<<<<
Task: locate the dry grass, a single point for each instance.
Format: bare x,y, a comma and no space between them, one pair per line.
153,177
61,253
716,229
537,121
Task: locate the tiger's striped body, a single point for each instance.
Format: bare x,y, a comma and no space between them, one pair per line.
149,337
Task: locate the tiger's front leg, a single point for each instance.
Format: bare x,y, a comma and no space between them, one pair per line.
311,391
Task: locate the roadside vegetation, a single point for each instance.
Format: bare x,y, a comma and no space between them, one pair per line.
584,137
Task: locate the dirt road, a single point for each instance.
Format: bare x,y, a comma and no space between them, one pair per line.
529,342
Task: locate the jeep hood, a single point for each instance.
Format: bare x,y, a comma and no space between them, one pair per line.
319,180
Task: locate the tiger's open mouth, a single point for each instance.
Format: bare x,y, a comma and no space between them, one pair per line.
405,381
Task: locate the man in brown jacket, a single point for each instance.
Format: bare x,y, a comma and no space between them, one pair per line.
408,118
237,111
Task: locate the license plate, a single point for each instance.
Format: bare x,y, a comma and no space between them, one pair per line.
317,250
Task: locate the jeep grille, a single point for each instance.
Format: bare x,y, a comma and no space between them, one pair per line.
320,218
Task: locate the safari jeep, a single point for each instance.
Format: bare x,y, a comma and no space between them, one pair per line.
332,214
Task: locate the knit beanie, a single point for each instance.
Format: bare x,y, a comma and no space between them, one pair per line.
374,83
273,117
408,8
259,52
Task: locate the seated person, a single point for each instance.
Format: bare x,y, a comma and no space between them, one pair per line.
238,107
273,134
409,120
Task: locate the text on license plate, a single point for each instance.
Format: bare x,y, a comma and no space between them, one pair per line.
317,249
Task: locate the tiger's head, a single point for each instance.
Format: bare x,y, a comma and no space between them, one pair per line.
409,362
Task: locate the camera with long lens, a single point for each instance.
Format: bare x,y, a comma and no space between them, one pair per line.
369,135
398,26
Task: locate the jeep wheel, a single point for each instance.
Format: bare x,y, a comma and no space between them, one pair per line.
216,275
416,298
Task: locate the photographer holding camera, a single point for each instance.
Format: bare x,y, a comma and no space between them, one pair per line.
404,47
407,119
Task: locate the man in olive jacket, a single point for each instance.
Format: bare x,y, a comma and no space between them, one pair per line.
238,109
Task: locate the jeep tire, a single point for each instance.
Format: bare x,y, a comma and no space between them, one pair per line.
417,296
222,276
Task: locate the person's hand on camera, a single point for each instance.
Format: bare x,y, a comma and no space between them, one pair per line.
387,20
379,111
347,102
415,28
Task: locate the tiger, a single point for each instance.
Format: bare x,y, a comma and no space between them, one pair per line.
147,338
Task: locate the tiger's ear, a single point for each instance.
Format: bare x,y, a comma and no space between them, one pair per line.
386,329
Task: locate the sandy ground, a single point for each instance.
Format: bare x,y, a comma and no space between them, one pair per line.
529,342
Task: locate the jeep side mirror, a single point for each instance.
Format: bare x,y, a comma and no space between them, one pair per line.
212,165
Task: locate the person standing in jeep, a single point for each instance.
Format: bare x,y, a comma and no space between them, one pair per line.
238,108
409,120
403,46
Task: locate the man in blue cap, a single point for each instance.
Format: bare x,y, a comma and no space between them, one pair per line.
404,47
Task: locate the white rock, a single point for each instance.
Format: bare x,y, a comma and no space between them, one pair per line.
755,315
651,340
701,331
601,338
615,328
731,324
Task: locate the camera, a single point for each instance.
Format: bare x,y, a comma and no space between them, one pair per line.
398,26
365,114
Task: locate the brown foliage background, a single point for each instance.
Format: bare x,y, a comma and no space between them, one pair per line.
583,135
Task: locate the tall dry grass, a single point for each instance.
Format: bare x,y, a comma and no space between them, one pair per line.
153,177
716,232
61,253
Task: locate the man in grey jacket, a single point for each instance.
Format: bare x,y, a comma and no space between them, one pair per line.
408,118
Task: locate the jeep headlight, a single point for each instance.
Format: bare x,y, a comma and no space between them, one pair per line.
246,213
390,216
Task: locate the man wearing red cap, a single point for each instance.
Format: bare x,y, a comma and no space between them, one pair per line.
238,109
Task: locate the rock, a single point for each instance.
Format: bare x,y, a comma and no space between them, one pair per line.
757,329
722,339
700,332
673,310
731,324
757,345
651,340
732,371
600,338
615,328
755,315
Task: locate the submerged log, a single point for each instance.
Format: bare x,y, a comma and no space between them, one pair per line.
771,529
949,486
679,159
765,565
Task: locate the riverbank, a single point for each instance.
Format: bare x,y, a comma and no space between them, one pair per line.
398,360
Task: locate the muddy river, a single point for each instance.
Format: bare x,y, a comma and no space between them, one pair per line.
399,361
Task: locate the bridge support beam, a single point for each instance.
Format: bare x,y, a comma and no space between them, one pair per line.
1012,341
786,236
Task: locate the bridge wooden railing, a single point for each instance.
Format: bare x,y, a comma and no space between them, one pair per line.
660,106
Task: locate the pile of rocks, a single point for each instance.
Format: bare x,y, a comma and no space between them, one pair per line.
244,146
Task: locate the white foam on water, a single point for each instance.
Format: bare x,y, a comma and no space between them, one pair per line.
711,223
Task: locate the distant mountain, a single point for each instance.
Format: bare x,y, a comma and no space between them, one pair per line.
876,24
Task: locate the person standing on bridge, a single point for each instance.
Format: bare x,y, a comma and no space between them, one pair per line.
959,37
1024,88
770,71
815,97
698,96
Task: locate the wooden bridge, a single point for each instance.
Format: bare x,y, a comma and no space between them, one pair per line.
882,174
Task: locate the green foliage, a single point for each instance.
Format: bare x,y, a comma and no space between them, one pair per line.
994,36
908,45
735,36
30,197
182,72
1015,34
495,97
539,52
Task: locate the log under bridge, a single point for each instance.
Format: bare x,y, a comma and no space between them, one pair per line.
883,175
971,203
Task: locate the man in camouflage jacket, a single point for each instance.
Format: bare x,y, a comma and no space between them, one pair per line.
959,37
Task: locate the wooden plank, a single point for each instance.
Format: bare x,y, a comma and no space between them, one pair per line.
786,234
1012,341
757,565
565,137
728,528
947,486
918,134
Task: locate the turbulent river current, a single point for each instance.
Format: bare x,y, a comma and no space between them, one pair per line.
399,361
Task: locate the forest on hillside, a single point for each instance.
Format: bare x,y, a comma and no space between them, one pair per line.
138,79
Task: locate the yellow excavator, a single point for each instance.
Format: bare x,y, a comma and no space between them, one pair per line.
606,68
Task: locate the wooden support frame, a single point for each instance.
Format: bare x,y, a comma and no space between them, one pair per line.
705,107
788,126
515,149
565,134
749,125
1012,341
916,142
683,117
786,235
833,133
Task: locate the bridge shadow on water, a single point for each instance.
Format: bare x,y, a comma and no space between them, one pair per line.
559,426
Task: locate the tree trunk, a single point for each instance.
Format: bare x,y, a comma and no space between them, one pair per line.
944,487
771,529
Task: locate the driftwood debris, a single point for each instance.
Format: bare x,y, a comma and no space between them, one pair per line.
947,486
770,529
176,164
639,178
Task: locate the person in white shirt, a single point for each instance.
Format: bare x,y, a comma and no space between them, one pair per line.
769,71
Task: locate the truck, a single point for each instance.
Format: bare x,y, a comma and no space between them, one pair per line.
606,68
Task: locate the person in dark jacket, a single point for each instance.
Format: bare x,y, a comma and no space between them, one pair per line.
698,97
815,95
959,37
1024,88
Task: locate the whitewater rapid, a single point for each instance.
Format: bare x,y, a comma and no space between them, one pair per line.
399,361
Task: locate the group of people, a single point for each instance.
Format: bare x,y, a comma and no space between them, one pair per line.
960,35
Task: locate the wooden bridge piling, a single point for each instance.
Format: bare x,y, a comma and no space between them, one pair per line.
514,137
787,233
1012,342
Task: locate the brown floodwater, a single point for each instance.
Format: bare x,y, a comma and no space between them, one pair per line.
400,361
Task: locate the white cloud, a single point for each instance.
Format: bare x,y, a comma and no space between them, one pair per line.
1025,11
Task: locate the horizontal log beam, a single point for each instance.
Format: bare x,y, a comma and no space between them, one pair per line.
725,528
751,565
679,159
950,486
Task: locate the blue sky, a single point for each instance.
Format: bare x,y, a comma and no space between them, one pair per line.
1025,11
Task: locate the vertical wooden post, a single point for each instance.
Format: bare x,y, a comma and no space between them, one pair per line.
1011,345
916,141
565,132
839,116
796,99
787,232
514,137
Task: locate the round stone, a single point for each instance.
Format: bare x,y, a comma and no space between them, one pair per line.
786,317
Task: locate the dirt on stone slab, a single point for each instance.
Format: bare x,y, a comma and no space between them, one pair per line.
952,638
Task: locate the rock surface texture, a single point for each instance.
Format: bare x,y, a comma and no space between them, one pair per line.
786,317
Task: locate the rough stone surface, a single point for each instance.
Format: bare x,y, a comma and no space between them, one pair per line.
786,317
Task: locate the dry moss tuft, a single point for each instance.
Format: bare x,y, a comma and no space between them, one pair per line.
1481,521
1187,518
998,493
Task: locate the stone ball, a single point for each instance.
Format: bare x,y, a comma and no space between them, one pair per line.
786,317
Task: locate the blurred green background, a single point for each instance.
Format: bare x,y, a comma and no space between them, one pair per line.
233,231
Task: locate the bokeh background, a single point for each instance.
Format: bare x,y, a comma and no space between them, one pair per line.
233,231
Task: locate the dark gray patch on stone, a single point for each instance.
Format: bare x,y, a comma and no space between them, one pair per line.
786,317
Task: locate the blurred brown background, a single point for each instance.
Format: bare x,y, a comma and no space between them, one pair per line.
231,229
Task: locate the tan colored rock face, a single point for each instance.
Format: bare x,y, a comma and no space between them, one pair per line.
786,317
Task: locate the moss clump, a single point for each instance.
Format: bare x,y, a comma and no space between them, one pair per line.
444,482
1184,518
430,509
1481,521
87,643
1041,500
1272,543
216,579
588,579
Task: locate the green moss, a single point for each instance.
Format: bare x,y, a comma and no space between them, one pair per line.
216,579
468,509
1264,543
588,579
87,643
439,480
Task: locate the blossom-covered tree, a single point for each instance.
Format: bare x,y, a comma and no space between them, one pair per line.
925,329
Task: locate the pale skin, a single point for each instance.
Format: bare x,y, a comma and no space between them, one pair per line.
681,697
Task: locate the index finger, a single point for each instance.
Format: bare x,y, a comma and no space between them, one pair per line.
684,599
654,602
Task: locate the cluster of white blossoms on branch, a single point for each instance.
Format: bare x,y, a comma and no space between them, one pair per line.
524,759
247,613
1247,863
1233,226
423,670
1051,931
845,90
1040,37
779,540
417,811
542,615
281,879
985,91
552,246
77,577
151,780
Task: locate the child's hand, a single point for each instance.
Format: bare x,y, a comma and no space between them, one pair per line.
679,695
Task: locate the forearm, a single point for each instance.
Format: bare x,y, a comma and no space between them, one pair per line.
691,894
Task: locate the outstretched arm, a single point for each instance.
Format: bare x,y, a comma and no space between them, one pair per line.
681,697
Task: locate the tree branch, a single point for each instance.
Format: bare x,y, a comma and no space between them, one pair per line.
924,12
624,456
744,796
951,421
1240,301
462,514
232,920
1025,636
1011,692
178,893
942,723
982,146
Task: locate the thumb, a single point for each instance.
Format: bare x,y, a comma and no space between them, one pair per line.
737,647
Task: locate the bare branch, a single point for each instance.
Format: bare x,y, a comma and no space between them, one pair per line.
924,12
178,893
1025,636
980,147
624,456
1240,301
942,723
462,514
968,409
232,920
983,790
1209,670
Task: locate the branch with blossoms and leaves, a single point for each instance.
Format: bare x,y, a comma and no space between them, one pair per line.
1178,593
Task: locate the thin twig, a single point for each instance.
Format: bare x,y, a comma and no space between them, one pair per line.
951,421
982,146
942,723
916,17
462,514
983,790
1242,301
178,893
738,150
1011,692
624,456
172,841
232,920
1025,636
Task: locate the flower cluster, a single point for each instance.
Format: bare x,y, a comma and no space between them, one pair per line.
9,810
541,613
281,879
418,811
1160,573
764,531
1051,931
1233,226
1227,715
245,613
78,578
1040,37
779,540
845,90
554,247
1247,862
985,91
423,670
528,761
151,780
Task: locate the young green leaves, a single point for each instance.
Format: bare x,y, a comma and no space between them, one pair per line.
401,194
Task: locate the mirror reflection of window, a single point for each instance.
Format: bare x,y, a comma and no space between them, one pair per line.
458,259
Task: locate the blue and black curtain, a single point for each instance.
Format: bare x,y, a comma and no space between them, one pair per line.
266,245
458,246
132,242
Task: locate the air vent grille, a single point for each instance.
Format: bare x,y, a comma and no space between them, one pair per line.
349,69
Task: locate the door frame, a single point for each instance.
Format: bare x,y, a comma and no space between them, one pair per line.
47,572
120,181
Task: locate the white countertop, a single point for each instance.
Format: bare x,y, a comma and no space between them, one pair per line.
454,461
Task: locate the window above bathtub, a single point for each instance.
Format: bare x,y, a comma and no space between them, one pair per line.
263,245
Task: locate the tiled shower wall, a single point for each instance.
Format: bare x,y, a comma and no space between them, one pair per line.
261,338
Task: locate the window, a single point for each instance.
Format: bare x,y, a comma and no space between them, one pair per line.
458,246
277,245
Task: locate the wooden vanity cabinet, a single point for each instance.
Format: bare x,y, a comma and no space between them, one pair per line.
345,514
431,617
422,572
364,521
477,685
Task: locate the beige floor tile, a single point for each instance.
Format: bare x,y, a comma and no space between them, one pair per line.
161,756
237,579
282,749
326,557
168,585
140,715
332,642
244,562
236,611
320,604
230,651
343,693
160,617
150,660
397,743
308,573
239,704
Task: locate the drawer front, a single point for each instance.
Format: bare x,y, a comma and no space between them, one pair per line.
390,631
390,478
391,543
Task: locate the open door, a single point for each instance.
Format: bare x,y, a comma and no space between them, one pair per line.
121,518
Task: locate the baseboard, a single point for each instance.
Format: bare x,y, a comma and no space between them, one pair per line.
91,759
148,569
>>>>
What is being asked
Check each line in the data for the word "camera", then report only how many lines contain it.

Response area
4